### [Passage retenu]
————

Aurélien Touzet, avocat associé en droit social, nous explique les coulisses de ce changement.  

 

L’affaire « Mister France 2003 »

 

Pour comprendre le débat relatif à l’élection de Miss France 2022, il faut revenir sur l’élection de Mister France 2003.

 

 

Le gagnant de l’élection de Mister France 2003 a contesté la qualification du contrat qu’il avait signé avec TF1 Production. Ce contrat était alors qualifié de « règlement participants ». En dépit du titre de ce document, Mister France estimait qu’il avait été, en réalité, salarié de TF1 Production.

 

 

En 2011[2], la Cour d’appel de Versailles a fait droit à sa demande et a requalifié la relation entre Mister France et TF1 Production en contrat de travail. En 2013, la Cour de cassation a validé l’analyse de la Cour d’appel[3].

————

### [Bloc de données]
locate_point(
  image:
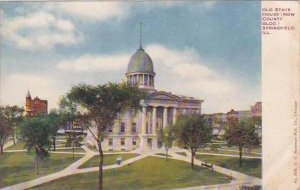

————

### [Consigne de travail]
Réécrivez la partie du passage retenu qui s’ouvre sur les mots contenant « Pour comprendre le » et s’achève sur « la Cour d’appel[3]. », en remplaçant partout « TF1 Production » par « la société TF1 ». Appuyez-vous uniquement sur le passage retenu pour répondre.

### [Réponse attendue]
Pour comprendre le débat relatif à l’élection de Miss France 2022, il faut revenir sur l’élection de Mister France 2003.

 

 

Le gagnant de l’élection de Mister France 2003 a contesté la qualification du contrat qu’il avait signé avec la société TF1. Ce contrat était alors qualifié de « règlement participants ». En dépit du titre de ce document, Mister France estimait qu’il avait été, en réalité, salarié de la société TF1.

 

 

En 2011[2], la Cour d’appel de Versailles a fait droit à sa demande et a requalifié la relation entre Mister France et la société TF1 en contrat de travail. En 2013, la Cour de cassation a validé l’analyse de la Cour d’appel[3].